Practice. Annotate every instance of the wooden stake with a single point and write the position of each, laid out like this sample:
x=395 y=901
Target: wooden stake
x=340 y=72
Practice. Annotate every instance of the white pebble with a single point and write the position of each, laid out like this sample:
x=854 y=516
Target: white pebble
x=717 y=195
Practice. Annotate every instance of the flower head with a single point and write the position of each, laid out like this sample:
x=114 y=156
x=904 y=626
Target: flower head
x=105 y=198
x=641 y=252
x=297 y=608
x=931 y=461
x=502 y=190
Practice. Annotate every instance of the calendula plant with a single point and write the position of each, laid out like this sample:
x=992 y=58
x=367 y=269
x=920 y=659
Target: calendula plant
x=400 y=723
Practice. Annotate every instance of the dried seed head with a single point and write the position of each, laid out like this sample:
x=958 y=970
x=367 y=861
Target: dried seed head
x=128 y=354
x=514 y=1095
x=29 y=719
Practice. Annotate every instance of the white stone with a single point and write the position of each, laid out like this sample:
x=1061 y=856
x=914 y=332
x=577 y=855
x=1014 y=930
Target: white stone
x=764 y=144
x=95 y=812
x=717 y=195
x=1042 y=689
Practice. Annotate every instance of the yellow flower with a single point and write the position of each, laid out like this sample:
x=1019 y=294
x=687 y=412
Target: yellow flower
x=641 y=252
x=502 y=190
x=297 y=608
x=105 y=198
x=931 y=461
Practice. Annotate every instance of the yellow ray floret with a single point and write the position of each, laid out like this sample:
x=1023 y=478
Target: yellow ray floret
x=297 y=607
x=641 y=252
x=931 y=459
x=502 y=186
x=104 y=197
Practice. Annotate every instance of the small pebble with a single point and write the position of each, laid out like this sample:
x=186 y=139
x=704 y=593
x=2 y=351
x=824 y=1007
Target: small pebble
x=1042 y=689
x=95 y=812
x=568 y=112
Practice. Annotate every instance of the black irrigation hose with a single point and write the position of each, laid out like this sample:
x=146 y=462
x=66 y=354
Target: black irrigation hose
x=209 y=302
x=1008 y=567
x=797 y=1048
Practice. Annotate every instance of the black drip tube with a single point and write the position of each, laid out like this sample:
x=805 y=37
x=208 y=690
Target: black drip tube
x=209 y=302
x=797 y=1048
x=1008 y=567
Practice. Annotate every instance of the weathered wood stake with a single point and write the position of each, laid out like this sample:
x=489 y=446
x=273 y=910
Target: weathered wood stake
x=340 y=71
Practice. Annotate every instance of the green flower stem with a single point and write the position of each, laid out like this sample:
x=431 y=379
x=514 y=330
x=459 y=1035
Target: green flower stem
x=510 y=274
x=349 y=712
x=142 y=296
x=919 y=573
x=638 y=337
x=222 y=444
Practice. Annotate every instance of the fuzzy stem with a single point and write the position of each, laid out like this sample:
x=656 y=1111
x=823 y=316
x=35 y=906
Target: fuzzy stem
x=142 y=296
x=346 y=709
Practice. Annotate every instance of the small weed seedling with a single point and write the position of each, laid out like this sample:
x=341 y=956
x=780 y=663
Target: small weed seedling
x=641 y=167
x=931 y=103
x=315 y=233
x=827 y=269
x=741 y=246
====
DIRECTIONS FOR THIS TASK> Make the data above into a numbered list, with one line of it per number and any blank lines left out.

SOLUTION TO THIS EXERCISE>
1. Practice. Annotate every instance of the wooden stake with a single point and write the position of each, laid out like this sample:
2. x=395 y=901
3. Target: wooden stake
4. x=340 y=72
5. Practice. Annotate every instance of the white pebble with a single point and write the position of each, laid out like this sample:
6. x=854 y=516
7. Target: white pebble
8. x=717 y=195
9. Practice. Annotate every instance of the flower head with a single point and write the position of each, laid out like this sample:
10. x=114 y=156
11. x=904 y=626
12. Target: flower head
13. x=105 y=198
14. x=641 y=252
15. x=297 y=608
16. x=931 y=461
17. x=502 y=190
18. Practice. Annotate every instance of the calendula plant with a single point and write the position of each, laid out like this sample:
19. x=992 y=58
20. x=367 y=269
21. x=920 y=659
22. Target: calendula plant
23. x=400 y=723
24. Practice. Annotate every instance of the dried seed head with a single point and write the position of each, laid out like this sample:
25. x=958 y=970
26. x=367 y=861
27. Target: dried seed head
28. x=128 y=354
29. x=514 y=1095
30. x=29 y=719
31. Practice. Annotate every instance of the white stone with a single point and write the position of each, laid out like this sample:
32. x=1061 y=856
33. x=914 y=332
34. x=577 y=855
35. x=1014 y=930
36. Target: white stone
37. x=764 y=144
38. x=95 y=812
39. x=717 y=195
40. x=1042 y=689
41. Practice. Annotate every instance of the yellow flower with a single point and write the position of each, laid out like this sample:
42. x=1019 y=294
43. x=687 y=412
44. Target: yellow flower
45. x=641 y=252
46. x=502 y=190
47. x=297 y=608
48. x=105 y=198
49. x=931 y=461
50. Practice. Annotate every instance of the yellow ray floret with a single point and write the position of each, laid out like this sample:
51. x=1023 y=478
52. Target: yellow ray floret
53. x=297 y=607
54. x=641 y=252
55. x=931 y=459
56. x=502 y=186
57. x=104 y=197
58. Practice. Annotate every instance of the small pebble with a single point and write the position of each, laid out like this sample:
59. x=186 y=139
60. x=704 y=593
61. x=2 y=351
62. x=824 y=1007
63. Target: small pebble
64. x=1042 y=689
65. x=95 y=812
66. x=568 y=112
67. Practice. Annotate every instance of the black irrigation hose with a single point and write the position of each, laid out like this sample:
68. x=146 y=462
69. x=66 y=354
70. Target: black irrigation hose
71. x=209 y=302
72. x=1008 y=567
73. x=797 y=1048
74. Practice. Annotate every instance of the black drip tube with a single point and write the position of each, laid out like this sample:
75. x=805 y=37
76. x=208 y=690
77. Target: black drip tube
78. x=209 y=302
79. x=797 y=1048
80. x=1008 y=567
81. Practice. Annotate every instance of the weathered wood stake with a single point and write the position of each, laid out like this sample:
82. x=489 y=446
83. x=273 y=910
84. Target: weathered wood stake
85. x=340 y=71
86. Practice. Annotate every instance of the green flower stem with a single point and write the position of each, laid out like this sample:
87. x=431 y=379
88. x=514 y=330
89. x=459 y=1035
90. Target: green flower stem
91. x=510 y=274
92. x=349 y=712
93. x=142 y=296
94. x=919 y=573
95. x=638 y=337
96. x=222 y=444
97. Practice. Annotate every instance of the fuzzy stem with a single point and write the position of each, laid out like this sample:
98. x=656 y=1111
99. x=823 y=316
100. x=35 y=906
101. Target: fuzzy stem
102. x=142 y=296
103. x=346 y=709
104. Practice. Annotate every instance of the small weed seedling with a single point and write the position of each, laid out like this sample:
105. x=341 y=956
106. x=780 y=663
107. Target: small weed seedling
108. x=641 y=167
109. x=931 y=103
110. x=315 y=233
111. x=827 y=269
112. x=741 y=246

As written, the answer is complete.